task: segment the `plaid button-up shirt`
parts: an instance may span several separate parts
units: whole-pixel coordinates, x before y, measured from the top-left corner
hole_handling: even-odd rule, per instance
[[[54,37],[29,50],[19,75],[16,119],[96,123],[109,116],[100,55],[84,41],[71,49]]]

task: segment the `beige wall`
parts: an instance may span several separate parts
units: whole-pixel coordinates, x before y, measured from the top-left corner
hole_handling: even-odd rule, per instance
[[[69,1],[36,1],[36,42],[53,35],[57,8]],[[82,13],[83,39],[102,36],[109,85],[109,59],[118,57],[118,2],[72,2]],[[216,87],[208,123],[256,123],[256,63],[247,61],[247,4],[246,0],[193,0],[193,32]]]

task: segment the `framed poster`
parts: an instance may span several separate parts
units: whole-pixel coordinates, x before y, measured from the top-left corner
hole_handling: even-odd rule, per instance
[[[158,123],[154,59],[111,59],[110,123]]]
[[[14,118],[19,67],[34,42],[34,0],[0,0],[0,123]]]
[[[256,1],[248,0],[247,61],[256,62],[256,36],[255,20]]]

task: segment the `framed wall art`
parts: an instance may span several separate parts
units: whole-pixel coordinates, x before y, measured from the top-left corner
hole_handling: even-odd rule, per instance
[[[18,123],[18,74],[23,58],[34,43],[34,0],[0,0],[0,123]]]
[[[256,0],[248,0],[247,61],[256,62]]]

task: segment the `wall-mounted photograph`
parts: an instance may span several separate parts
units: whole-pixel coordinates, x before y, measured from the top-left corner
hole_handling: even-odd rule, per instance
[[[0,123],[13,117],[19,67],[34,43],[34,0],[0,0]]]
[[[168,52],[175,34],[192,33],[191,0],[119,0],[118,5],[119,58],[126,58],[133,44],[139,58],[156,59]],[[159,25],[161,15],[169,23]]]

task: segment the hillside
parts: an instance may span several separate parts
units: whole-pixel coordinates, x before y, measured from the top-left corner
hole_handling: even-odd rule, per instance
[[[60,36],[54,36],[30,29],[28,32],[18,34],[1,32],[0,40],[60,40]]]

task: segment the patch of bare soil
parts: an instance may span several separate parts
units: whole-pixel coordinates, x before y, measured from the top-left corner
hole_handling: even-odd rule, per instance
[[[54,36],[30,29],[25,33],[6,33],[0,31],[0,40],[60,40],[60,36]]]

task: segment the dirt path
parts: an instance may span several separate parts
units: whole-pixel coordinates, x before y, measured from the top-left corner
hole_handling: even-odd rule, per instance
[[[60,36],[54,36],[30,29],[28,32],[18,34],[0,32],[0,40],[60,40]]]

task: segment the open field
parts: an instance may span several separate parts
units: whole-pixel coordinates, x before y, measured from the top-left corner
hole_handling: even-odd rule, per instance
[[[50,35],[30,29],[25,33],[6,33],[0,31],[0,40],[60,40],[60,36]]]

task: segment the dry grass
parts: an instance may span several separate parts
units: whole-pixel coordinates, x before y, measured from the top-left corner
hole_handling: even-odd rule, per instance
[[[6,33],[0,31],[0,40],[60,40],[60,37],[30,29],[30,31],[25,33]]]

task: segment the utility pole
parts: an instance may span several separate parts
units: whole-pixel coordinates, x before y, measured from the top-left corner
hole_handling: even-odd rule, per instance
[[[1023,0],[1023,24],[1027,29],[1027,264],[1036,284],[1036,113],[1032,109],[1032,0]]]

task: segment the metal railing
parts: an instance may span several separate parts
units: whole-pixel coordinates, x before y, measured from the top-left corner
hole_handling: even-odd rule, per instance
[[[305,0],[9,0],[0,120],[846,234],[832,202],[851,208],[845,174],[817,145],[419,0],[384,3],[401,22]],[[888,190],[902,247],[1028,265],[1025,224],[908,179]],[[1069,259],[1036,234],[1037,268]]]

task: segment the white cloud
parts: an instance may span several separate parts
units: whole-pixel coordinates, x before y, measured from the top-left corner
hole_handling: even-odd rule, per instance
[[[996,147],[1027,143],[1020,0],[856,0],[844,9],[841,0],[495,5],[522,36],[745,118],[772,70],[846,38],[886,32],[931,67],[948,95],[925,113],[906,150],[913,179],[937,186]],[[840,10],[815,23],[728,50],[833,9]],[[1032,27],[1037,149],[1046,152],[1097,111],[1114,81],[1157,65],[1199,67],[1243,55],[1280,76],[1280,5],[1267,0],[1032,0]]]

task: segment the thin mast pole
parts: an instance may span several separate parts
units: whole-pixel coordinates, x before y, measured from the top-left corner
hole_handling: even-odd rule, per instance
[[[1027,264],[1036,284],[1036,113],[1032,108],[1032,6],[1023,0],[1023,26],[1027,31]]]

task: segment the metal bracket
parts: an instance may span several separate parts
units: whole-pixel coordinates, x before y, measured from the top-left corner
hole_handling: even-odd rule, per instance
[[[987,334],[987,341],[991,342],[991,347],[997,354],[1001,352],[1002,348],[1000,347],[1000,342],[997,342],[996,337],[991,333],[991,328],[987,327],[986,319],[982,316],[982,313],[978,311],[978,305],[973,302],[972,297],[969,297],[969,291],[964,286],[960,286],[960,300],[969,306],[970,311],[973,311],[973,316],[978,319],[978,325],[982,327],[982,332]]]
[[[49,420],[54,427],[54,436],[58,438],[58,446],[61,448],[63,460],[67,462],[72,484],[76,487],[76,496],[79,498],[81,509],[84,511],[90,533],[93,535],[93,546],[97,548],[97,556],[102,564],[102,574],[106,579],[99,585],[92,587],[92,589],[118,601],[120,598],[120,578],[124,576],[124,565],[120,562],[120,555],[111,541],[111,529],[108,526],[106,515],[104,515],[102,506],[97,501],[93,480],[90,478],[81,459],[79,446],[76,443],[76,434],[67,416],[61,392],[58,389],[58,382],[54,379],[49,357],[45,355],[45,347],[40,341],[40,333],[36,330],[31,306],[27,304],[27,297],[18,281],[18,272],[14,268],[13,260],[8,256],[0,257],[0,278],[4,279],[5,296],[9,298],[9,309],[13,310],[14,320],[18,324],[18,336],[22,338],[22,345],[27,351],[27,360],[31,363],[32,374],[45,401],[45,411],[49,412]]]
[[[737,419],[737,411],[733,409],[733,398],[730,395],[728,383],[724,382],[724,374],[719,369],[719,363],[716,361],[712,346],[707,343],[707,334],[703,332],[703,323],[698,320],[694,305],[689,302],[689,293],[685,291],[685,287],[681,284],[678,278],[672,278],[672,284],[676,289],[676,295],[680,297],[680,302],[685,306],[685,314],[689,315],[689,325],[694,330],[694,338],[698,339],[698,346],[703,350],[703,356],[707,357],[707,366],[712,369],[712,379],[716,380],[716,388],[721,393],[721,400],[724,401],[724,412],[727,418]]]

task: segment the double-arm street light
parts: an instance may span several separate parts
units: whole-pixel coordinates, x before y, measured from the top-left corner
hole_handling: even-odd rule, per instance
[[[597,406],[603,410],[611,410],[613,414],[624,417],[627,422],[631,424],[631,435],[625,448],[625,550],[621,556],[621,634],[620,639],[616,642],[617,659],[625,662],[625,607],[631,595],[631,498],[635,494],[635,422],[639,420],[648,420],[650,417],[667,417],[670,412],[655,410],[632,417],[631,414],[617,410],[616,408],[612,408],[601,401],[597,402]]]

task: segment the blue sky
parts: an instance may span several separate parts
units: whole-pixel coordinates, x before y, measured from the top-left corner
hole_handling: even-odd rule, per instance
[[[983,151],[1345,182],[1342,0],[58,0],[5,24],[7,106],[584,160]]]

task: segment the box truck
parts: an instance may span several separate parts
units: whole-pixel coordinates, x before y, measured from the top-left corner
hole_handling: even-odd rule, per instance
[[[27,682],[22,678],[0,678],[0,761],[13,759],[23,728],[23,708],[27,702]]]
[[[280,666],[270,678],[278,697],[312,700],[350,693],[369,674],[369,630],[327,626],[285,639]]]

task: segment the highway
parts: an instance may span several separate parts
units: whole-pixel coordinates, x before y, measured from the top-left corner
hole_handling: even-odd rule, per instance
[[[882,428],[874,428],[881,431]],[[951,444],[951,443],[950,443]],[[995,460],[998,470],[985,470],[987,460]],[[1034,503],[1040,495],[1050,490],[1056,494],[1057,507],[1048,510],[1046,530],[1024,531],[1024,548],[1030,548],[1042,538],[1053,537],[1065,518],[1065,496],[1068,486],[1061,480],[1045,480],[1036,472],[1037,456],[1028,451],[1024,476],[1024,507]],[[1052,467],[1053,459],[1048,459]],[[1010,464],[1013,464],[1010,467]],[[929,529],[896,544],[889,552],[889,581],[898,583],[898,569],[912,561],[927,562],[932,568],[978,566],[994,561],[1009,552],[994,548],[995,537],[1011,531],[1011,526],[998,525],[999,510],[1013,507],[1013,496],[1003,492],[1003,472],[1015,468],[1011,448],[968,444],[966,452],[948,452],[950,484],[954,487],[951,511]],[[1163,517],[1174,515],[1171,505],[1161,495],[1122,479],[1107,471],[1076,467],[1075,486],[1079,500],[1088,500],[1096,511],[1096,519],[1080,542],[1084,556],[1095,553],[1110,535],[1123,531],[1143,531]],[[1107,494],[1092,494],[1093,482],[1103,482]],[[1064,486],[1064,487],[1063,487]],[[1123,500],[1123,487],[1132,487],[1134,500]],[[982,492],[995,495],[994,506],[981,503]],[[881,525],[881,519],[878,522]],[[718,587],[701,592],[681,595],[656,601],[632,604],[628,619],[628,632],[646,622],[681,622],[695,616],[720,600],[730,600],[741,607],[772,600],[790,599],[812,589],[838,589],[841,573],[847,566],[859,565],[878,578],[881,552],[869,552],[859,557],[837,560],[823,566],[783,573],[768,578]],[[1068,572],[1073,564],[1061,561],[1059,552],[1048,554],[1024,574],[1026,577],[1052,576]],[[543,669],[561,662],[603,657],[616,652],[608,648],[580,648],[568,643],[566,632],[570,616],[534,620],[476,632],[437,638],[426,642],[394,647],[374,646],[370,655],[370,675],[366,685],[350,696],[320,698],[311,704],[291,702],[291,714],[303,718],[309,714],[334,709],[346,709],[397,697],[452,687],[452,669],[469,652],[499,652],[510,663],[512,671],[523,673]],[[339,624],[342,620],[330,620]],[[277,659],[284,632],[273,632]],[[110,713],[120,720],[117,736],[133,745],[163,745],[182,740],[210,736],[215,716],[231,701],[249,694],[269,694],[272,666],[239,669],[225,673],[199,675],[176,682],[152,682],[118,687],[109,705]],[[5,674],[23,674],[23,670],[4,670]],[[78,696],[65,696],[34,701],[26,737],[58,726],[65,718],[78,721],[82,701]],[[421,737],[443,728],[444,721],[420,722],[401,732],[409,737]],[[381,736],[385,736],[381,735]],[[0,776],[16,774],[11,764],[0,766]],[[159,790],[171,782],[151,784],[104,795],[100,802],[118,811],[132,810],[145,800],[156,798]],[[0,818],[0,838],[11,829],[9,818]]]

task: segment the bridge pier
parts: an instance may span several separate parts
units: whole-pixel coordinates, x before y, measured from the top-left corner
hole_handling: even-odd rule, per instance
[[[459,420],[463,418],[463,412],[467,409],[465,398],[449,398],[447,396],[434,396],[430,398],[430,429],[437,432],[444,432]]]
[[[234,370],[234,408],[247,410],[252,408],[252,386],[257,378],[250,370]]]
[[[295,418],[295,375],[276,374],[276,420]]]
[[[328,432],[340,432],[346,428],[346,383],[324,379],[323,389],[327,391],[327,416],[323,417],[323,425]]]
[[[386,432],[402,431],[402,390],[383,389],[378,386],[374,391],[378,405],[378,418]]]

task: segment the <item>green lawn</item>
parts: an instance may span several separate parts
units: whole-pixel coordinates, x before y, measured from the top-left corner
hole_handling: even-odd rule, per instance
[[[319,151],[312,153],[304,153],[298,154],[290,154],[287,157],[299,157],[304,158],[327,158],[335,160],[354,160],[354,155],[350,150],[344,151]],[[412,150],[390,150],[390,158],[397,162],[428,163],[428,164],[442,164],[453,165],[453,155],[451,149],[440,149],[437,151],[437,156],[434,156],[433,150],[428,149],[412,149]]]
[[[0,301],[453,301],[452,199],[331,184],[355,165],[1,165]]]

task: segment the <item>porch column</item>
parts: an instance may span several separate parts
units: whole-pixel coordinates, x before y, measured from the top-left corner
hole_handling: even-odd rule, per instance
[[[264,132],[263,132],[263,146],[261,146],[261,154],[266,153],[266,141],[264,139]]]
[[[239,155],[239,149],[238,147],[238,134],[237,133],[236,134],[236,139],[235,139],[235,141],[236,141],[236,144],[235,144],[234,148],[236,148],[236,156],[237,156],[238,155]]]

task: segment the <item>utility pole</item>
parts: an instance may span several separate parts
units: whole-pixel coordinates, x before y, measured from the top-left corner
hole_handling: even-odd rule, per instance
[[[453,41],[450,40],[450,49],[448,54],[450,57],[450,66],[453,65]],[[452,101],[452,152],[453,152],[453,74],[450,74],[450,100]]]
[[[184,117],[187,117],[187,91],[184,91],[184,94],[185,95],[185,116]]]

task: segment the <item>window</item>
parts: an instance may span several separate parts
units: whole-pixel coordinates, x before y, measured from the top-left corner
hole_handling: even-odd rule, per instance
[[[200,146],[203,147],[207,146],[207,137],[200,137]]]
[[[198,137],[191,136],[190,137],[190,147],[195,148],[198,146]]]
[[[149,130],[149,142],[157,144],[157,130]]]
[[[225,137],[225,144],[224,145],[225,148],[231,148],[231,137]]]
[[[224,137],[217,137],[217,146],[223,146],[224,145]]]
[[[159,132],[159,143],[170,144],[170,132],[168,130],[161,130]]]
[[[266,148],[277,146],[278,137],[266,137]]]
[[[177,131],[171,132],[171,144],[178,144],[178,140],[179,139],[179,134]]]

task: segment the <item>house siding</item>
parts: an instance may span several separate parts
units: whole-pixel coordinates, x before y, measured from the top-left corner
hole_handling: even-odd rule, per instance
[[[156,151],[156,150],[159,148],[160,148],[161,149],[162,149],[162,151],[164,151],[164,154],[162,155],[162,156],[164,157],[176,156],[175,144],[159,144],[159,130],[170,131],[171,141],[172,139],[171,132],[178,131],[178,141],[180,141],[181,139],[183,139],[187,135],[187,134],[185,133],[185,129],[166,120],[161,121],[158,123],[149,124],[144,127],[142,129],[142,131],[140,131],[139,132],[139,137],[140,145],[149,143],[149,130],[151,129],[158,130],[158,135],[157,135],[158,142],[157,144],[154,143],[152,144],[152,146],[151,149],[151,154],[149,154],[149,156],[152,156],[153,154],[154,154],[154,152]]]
#####
Reproduce every line from the start through the line holding "[[[256,0],[248,0],[247,61],[256,62]]]", inclusive, shifting each coordinate in the answers up by 104 and keeping all other text unchanged.

== Complete response ==
task: segment the `plaid button-up shirt`
parts: an instance may span several separate parts
units: whole-pixel coordinates, x before y, measured from the top-left corner
hole_handling: even-odd rule, per instance
[[[158,141],[133,154],[123,179],[120,223],[200,227],[213,220],[204,159],[188,145],[175,153]]]

task: segment the `beige wall`
parts: an instance may span several separate parts
units: whole-pixel coordinates, x before y, measured from the top-left corner
hole_handling: even-odd rule, per instance
[[[173,105],[140,105],[140,146],[157,139],[161,112]],[[186,117],[187,143],[206,140],[213,189],[213,163],[222,161],[222,106],[176,106]],[[320,191],[312,227],[360,227],[360,167],[351,165],[351,108],[350,104],[297,104],[297,136]]]

task: segment the `framed poster`
parts: an instance may span several separate parts
units: whole-pixel coordinates, x before y, measured from the top-left corner
hole_handling: even-odd rule, per instance
[[[262,227],[258,163],[215,163],[214,227]]]
[[[118,222],[123,171],[138,146],[138,104],[104,104],[104,227]]]
[[[360,105],[352,104],[351,165],[360,166],[360,140],[359,124]]]

task: segment the `framed wall art`
parts: an instance may span several separate parts
units: whole-pixel coordinates, x before y, measured from the top-left corner
hole_handling: even-odd rule, per instance
[[[122,227],[122,178],[127,162],[138,147],[138,104],[104,104],[104,227]]]
[[[360,104],[352,104],[351,165],[360,166]]]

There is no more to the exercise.